DOCUMENT PASSAGE:

<<<<

Tibbit and other supporters of scrapping the exchange program have painted their position as one of public safety amid stray needles and people from outside Atlantic City coming in for services.
During Wednesday's virtual meeting, he held up a jar with syringes that he said were picked up from the street and from a kids' skateboard park.
“You see our streets, we gotta take our streets back," Tibbit said. "This is a family destination. It's a tourist attraction, and we can't have what's going on.”
In a letter published in The Press of Atlantic City, Council Vice President Kaleem Shabazz acknowledged the “severity of the opioid and drug crisis” in Atlantic City and the country, but argued it was not fair for his municipality to be one of only seven across the state to have exchange programs.
“The solution is not to leave Atlantic City alone to deal with this very serious health, social and quality of life problem,” he wrote.
Harney rejected the claim that a large number of out of-town drug users are coming into the city for the needle exchange program. Though the way the law is structured prevents the AIDS Alliance from collecting people’s address, Harney said a small sampling of around 100 people showed 90% of those who availed themselves to Oasis’ services lived within two miles of the center.
Needle exchange programs not only help reduce transmission of blood-borne diseases, but they are also proven to help reduce addiction and increase public safety by reducing the number of discarded needles in communities, according to the Centers for Disease Control and Prevention.
Harney said the percentage of people who return used needles at Oasis is in the 90s.
New needle exchange program users are also five times more likely to enter drug treatment and three times more likely to stop using drugs than those who don’t use the programs, the CDC found.
Harney said the real reason council members want to end the program in Atlantic City is redevelopment.
“One of the things that the city consistently says is that folks are coming to Atlantic City for social services and in reality, that's not what we see. People are coming here for economic development,” she said.
In fact, the South Jersey AIDS Alliance would not mind moving from the Oasis center as long as a new location would still be easily accessible to people who walk, as is currently the case, she said.
However, she added, the AIDS Alliance has been rebuffed when proposing different sites, with Council members seemingly intent on moving the group to a non-permanent location in favor of redevelopment projects and at the expense of organizations that offer social services.
"I expect that there will be other social services after us that will be targeted for removal from Atlantic City because the current government doesn't believe that there should be social services in Atlantic City," she said.
Repealing the needle exchange program will also hurt the AIDS Alliance’s other services, which include free drug treatment; medical, housing and food assistance; and free distribution of the overdose-reversing drug naloxone, she added.
“We know at least 50 people in the last year that our services had prevented overdoses for, and we think that is probably the most emergent and serious implication that will happen with us closing the doors,” Harney said.
Asked if she fears ending the program would lead to people dying on the street, Harney was blunt in her response.
“Absolutely,” she said.
Despite disagreeing with the city council's decision, Gov. Murphy also said he shared their vision for a "healthy and vibrant Atlantic City."
“Now, more than ever, because of the increase in opioid-related deaths, is the time to push forward and continue in our broader efforts to expand harm reduction centers across the state," Murphy wrote. "Individuals struggling with addiction deserve access to the critical, compassionate services they need to stay alive, recover, and thrive.”
Tibbit said the city is willing to work with the state to "create a better way."

>>>>

In the needle exchange article, what share of a sampling of around 100 Oasis clients lived within two miles of the center? The records have no connection to the needle exchange article.

ENTRIES SUPPLIED:
<<<<

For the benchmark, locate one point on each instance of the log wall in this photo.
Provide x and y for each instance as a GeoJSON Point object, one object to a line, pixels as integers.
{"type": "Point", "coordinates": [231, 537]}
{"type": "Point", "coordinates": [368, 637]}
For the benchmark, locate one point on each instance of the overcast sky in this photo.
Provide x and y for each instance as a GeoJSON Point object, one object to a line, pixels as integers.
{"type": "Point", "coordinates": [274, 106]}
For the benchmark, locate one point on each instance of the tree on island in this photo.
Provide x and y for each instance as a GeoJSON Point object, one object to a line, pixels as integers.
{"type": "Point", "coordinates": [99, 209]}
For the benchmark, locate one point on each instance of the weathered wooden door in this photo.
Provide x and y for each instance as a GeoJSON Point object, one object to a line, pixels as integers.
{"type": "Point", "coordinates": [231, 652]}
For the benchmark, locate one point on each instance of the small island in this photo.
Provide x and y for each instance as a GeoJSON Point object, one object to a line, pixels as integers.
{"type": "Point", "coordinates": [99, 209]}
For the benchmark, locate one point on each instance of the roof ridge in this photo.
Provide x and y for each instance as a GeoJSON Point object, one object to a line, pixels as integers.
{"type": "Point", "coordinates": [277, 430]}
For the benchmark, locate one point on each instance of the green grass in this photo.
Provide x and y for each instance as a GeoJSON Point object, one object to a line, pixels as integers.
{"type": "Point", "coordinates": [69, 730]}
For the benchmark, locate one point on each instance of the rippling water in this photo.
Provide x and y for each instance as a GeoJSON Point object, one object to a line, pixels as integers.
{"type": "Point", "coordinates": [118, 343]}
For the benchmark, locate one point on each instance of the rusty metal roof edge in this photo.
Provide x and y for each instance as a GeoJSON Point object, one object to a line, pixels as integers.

>>>>

RESULT OF THE EXERCISE: 90%